WHAT TO PRODUCE -
Substitute "uniform" for "jersey" in the items from the start through the line that contains "[223,126,439,228]", and give those lines again with nothing else changed. Leave the pictures out of your answer.

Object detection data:
..............................
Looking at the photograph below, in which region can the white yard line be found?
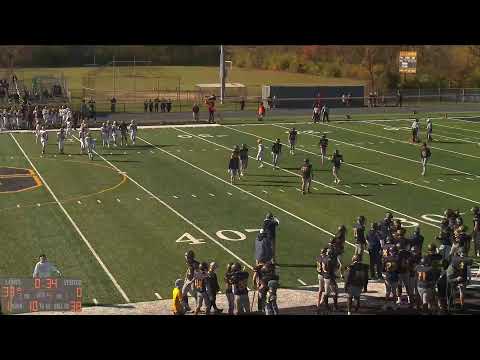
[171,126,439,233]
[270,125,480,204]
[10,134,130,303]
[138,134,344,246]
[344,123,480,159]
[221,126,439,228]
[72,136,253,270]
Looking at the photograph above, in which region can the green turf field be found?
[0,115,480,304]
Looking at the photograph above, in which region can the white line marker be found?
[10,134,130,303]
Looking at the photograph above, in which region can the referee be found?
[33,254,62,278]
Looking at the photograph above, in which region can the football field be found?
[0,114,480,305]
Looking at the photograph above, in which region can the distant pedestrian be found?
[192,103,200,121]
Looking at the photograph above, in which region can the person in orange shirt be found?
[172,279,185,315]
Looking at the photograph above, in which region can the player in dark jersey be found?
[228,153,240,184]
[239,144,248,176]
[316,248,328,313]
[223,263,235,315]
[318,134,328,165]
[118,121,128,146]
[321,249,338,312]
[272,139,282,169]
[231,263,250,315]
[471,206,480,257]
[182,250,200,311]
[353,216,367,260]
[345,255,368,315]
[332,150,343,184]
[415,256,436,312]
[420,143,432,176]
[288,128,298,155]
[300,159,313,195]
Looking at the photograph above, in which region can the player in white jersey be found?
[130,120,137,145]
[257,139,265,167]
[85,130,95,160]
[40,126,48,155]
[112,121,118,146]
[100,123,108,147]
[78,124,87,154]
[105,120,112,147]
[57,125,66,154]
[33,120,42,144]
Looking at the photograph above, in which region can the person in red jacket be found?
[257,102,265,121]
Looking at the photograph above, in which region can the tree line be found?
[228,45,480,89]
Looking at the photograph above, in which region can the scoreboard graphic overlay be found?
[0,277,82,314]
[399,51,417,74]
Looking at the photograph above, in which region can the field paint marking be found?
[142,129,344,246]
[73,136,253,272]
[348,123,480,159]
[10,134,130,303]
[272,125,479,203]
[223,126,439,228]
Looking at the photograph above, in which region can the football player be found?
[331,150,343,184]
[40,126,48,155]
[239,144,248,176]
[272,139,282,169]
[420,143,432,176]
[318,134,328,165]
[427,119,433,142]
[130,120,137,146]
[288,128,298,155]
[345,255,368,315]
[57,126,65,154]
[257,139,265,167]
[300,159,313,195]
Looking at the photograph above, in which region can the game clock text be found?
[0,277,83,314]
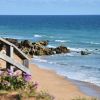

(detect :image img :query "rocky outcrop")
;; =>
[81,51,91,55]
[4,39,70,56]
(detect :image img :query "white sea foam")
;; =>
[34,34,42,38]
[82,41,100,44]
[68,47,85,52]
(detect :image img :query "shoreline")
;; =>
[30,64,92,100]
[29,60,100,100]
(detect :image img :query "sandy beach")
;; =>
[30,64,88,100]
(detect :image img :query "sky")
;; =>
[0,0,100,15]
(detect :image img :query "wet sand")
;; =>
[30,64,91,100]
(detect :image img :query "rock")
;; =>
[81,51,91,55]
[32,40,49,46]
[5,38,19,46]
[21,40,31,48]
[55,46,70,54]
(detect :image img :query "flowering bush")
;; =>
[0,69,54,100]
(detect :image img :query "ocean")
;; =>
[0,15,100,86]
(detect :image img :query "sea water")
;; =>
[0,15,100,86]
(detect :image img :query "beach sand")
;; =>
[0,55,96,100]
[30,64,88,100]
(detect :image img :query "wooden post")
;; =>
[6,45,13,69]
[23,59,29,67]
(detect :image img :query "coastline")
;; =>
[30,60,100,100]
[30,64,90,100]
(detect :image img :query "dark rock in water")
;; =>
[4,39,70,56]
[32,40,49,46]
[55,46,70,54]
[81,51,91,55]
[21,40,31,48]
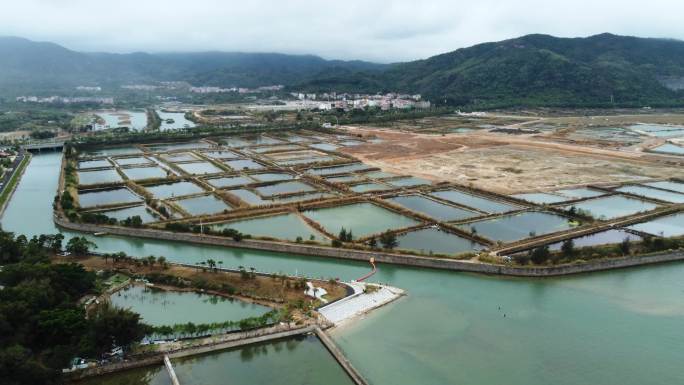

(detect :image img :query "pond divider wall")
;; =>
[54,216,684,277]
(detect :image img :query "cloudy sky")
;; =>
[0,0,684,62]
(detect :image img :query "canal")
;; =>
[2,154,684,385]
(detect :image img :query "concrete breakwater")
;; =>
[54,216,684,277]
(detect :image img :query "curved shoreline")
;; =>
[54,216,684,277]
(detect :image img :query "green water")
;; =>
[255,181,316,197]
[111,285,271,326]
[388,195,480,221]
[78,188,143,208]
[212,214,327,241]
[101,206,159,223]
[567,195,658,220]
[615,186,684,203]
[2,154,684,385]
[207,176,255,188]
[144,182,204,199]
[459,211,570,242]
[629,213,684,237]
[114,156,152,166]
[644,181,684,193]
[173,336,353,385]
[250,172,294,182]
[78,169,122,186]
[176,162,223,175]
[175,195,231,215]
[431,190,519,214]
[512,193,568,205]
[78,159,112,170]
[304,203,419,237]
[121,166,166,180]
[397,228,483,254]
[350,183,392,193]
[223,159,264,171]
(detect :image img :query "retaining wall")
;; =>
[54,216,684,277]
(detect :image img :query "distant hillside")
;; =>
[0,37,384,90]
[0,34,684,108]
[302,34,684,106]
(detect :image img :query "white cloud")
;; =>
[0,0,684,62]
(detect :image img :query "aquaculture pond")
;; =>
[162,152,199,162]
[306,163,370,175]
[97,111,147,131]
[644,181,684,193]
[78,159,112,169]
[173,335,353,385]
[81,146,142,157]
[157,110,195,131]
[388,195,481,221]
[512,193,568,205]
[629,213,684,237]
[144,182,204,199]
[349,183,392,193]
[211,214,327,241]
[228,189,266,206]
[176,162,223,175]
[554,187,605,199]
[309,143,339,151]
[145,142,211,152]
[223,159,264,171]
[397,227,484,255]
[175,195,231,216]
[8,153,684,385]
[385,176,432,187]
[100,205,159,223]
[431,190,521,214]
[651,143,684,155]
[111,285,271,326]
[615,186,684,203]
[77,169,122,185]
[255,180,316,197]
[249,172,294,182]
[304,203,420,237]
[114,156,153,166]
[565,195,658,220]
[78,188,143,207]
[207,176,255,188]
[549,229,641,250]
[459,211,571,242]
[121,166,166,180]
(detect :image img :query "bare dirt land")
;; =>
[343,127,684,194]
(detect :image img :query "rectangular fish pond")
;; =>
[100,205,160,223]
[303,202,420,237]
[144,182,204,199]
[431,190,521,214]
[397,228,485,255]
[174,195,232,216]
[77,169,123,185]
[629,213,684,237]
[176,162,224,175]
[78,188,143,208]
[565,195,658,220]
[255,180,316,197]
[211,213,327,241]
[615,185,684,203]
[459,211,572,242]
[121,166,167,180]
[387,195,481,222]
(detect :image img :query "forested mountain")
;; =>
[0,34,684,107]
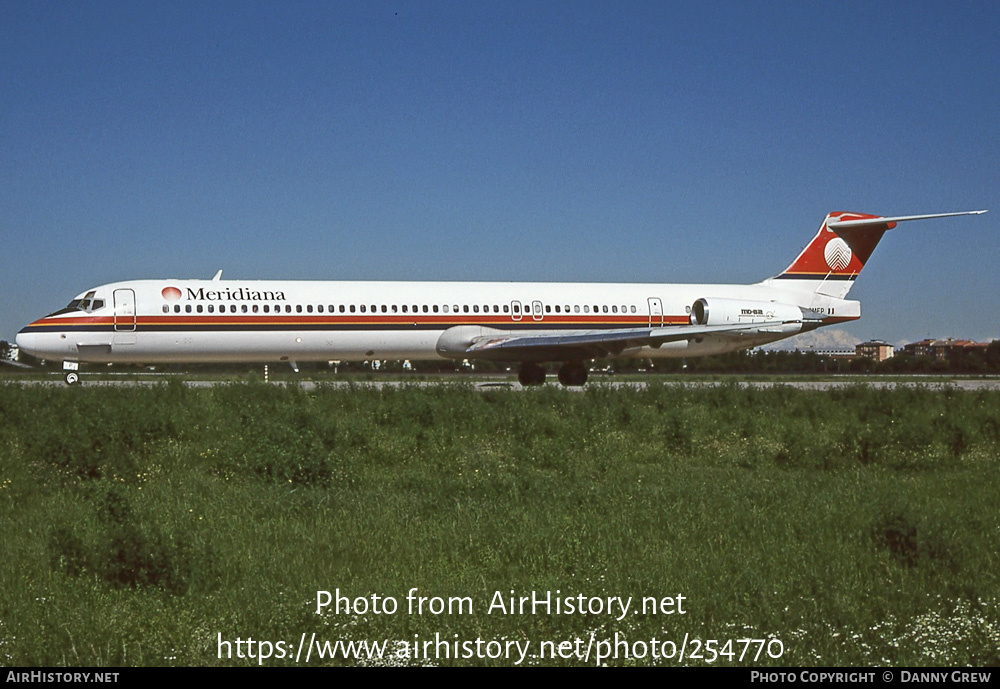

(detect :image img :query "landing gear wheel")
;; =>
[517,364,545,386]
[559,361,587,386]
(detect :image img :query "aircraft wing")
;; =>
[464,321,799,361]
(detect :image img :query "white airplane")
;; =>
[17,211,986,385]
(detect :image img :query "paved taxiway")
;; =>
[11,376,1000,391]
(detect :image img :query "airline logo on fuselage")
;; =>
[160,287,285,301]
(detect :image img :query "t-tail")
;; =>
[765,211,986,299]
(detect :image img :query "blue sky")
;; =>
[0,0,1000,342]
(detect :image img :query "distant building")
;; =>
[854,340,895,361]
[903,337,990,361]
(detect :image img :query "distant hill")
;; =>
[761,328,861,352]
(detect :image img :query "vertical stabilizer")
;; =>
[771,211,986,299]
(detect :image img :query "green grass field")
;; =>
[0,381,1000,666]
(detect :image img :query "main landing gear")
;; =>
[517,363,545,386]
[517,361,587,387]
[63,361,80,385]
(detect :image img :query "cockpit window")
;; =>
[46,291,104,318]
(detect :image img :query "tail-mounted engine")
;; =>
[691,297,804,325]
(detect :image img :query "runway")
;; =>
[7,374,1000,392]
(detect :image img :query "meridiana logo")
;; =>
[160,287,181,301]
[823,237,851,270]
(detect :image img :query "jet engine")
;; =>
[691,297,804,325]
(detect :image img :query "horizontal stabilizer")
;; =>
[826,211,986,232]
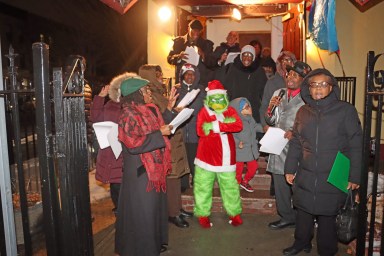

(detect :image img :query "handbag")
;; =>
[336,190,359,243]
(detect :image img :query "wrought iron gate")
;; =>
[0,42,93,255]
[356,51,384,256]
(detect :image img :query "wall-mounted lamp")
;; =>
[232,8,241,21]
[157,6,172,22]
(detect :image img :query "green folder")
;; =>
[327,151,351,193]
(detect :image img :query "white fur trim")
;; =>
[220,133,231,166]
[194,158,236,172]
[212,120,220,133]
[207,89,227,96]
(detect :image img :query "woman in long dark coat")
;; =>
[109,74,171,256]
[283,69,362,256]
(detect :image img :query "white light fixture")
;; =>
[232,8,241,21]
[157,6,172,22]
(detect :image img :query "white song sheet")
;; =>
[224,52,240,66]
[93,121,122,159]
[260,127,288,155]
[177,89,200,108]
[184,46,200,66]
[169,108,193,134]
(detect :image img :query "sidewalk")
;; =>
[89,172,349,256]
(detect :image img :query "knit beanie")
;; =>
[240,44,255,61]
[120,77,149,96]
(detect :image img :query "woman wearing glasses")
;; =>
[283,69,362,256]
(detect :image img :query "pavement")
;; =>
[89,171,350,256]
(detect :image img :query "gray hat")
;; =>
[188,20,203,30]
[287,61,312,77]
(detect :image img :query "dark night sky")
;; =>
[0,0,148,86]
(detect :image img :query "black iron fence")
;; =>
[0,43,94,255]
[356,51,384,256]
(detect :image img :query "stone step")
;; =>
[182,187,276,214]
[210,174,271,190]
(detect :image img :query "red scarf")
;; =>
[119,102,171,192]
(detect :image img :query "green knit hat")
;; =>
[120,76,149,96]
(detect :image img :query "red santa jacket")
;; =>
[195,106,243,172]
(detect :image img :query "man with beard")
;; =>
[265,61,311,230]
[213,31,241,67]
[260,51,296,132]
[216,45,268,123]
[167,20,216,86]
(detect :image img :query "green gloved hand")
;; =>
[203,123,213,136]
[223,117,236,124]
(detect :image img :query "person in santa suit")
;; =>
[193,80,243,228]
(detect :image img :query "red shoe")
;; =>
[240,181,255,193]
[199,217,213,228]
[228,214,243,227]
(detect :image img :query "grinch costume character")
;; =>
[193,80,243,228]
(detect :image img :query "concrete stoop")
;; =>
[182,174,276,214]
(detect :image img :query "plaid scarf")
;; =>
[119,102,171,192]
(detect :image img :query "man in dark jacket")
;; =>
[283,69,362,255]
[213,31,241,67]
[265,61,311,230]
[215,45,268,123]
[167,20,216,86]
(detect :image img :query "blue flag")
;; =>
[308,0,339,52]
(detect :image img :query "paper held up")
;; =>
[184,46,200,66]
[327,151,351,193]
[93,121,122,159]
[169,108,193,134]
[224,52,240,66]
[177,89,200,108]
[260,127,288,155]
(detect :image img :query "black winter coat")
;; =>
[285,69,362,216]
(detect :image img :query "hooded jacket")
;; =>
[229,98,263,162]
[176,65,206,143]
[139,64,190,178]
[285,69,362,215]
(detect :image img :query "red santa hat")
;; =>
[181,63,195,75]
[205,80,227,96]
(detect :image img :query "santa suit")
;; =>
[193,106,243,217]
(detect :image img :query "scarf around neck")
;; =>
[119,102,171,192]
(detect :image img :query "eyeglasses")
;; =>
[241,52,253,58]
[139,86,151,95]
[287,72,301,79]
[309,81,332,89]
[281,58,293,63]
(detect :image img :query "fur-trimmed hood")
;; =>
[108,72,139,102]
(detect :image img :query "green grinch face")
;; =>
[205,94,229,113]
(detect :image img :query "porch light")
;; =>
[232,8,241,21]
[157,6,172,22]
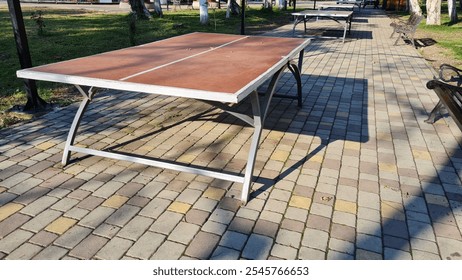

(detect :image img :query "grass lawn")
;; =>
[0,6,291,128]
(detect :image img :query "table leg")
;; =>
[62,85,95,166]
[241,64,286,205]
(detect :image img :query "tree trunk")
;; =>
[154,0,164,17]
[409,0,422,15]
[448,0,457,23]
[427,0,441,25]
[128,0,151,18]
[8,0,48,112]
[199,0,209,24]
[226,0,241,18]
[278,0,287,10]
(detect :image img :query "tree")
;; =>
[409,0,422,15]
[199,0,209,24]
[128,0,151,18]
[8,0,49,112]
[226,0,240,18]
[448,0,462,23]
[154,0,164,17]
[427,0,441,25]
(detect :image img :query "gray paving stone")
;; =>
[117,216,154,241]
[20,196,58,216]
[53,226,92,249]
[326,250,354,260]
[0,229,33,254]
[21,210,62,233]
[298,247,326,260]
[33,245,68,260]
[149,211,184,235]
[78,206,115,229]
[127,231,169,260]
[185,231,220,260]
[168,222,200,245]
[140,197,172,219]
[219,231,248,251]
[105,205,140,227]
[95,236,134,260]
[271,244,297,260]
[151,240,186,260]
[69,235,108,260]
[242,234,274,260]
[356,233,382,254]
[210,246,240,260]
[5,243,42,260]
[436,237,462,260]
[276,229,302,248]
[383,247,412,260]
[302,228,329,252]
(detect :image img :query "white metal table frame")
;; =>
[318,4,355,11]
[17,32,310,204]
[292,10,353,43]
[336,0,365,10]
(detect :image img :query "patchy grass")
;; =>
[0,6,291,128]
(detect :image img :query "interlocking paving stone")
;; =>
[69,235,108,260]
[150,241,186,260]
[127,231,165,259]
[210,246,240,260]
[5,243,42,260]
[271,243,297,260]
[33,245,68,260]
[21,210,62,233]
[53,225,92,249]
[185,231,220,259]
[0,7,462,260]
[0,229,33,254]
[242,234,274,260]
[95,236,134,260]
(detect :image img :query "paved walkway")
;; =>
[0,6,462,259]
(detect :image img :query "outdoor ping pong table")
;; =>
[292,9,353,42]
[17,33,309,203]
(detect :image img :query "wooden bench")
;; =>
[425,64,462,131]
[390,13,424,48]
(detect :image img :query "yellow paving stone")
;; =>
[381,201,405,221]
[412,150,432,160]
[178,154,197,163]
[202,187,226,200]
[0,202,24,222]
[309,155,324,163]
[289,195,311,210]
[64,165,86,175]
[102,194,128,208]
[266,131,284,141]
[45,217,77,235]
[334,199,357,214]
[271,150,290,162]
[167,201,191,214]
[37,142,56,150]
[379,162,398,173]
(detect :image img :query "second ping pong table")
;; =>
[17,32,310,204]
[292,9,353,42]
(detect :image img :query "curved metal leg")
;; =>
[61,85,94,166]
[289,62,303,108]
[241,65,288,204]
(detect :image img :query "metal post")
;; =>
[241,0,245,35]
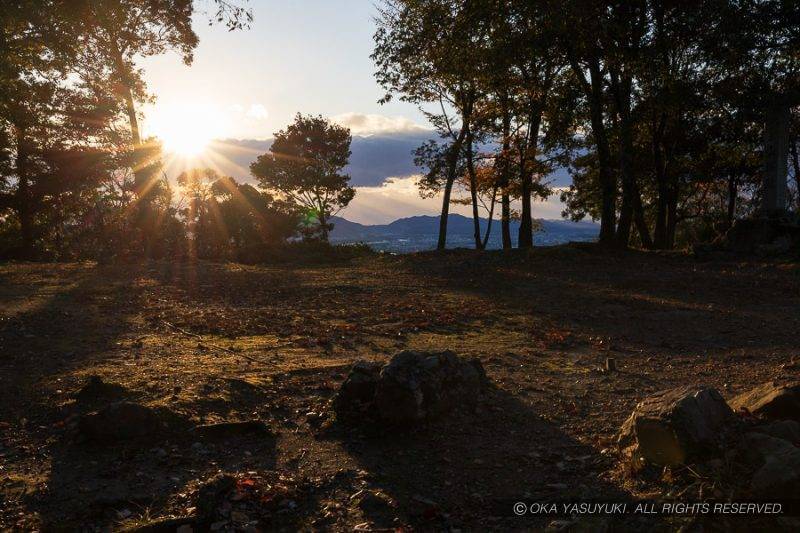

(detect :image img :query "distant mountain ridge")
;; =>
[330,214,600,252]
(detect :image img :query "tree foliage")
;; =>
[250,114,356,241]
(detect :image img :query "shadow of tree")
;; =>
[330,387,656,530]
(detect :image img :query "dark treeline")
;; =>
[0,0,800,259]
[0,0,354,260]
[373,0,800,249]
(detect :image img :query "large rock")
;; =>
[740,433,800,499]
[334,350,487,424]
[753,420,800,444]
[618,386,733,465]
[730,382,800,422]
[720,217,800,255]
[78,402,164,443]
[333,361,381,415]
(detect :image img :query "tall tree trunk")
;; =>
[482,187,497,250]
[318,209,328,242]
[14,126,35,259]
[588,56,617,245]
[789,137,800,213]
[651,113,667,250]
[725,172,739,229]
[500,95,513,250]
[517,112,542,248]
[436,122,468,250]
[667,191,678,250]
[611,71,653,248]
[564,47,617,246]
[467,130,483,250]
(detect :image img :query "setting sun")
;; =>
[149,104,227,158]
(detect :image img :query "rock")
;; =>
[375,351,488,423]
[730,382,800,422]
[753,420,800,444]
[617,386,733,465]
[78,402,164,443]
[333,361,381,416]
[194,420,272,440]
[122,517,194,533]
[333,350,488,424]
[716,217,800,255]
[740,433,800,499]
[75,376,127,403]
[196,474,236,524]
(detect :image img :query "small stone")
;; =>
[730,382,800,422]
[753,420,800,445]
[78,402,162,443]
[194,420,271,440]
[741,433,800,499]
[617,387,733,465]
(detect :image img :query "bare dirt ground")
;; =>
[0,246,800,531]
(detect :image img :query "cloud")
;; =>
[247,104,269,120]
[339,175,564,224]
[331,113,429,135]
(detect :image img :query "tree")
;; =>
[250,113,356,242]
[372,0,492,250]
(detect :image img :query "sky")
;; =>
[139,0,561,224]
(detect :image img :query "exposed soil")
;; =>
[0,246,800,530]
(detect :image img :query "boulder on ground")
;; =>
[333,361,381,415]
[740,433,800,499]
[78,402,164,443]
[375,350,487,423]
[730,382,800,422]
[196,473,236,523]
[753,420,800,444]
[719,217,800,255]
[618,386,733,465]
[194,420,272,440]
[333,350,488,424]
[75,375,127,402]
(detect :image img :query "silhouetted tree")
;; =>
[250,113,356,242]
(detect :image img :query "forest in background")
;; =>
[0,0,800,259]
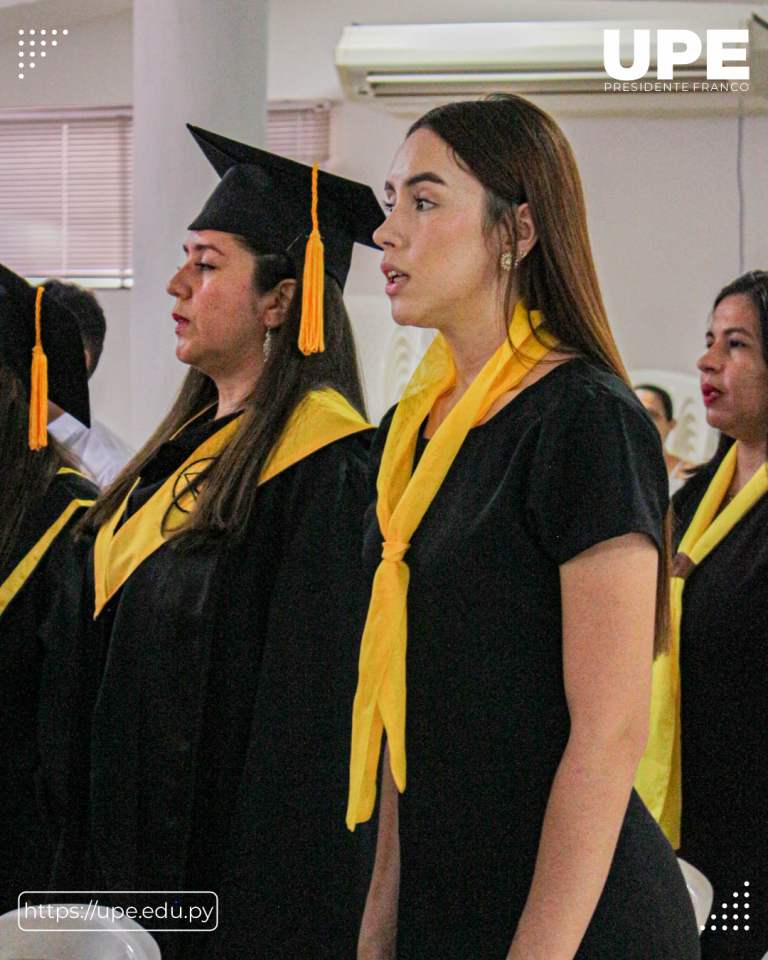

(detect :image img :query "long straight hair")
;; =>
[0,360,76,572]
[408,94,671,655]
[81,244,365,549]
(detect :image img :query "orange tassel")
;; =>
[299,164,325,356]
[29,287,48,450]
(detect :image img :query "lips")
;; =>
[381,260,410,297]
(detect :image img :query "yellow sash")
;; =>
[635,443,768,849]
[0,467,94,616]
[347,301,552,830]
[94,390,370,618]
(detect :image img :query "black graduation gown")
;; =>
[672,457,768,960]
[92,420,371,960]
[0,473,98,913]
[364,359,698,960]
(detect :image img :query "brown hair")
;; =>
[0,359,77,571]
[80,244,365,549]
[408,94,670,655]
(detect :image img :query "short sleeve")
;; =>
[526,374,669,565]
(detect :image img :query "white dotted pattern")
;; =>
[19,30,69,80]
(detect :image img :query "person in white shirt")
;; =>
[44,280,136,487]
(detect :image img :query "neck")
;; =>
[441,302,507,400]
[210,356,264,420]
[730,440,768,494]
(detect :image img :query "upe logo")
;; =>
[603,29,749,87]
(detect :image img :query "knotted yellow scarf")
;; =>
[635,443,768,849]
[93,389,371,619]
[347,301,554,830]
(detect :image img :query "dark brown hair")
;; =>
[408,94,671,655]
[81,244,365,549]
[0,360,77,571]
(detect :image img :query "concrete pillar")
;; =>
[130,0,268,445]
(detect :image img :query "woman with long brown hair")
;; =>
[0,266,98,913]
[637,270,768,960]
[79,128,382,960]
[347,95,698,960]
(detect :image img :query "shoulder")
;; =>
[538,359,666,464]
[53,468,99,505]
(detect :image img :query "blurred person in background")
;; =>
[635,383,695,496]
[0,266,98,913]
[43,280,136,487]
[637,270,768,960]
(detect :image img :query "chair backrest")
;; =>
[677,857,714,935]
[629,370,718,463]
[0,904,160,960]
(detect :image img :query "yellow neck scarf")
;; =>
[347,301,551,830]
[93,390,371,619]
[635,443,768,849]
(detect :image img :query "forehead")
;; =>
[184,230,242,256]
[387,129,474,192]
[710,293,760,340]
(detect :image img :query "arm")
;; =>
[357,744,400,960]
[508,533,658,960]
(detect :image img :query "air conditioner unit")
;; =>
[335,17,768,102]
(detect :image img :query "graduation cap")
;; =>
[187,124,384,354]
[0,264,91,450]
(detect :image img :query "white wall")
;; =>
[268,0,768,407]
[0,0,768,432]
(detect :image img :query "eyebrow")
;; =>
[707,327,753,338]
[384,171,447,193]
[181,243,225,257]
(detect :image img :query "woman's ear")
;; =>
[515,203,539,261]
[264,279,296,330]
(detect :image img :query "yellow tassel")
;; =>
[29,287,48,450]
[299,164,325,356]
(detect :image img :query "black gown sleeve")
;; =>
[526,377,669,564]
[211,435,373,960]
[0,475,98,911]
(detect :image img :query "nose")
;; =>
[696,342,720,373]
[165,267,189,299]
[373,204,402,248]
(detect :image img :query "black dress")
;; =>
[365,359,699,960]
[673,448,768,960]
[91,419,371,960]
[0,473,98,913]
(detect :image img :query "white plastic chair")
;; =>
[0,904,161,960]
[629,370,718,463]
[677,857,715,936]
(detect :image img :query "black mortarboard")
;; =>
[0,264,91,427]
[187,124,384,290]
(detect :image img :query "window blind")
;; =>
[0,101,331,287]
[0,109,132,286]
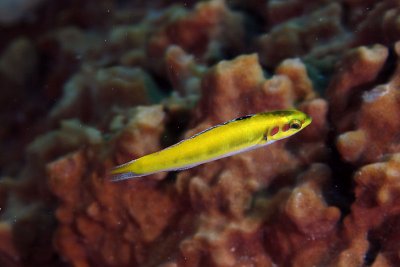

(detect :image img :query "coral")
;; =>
..............................
SOLUTION TO THIS TASK -
Looking at the photograph below, in which region can the white yard line be found?
[171,126,439,233]
[270,125,480,204]
[10,134,130,303]
[138,134,344,246]
[344,123,480,159]
[221,126,439,228]
[72,136,253,270]
Looking at the photograph above, in which region can the green turf field be found?
[0,115,480,304]
Looking at the photograph above, in which region can the white line marker be found?
[10,134,130,303]
Looking at the photograph above, in which region can the referee be found?
[33,254,62,278]
Looking at the photograph above, in which region can the football field be found?
[0,114,480,305]
Looking at the photograph above, in which region can the distant pedestrian be found?
[192,103,200,121]
Looking at the photograph above, in which region can the person in orange shirt be found?
[172,279,185,315]
Looking at the photograph above, in which region can the player in dark uniform be found?
[228,153,240,184]
[239,144,248,176]
[316,248,328,313]
[223,263,235,315]
[318,134,328,165]
[118,121,128,146]
[321,249,338,312]
[272,139,282,169]
[231,263,250,315]
[471,206,480,257]
[182,250,200,311]
[353,216,367,260]
[345,255,368,315]
[332,150,343,184]
[415,256,436,312]
[420,143,432,176]
[288,128,298,155]
[300,159,313,195]
Looking at the photograph above, in which region can the player in white uniform be found?
[130,120,137,145]
[257,139,265,167]
[85,130,95,160]
[40,126,48,155]
[112,121,118,146]
[100,123,108,147]
[78,124,87,154]
[105,120,112,147]
[57,125,66,154]
[33,120,42,144]
Looking at the photograph above, in which region can the person in red jacket be found?
[257,102,265,121]
Looking at the photograph above, in which region can the tree line be found?
[228,45,480,89]
Looking at the photograph above, in which region can the scoreboard graphic overlay be found?
[0,277,82,314]
[399,51,417,74]
Looking at the photograph above, in which region can the field paint marking be found?
[142,129,344,246]
[73,136,253,272]
[348,123,480,159]
[10,134,130,303]
[272,125,479,203]
[223,126,439,228]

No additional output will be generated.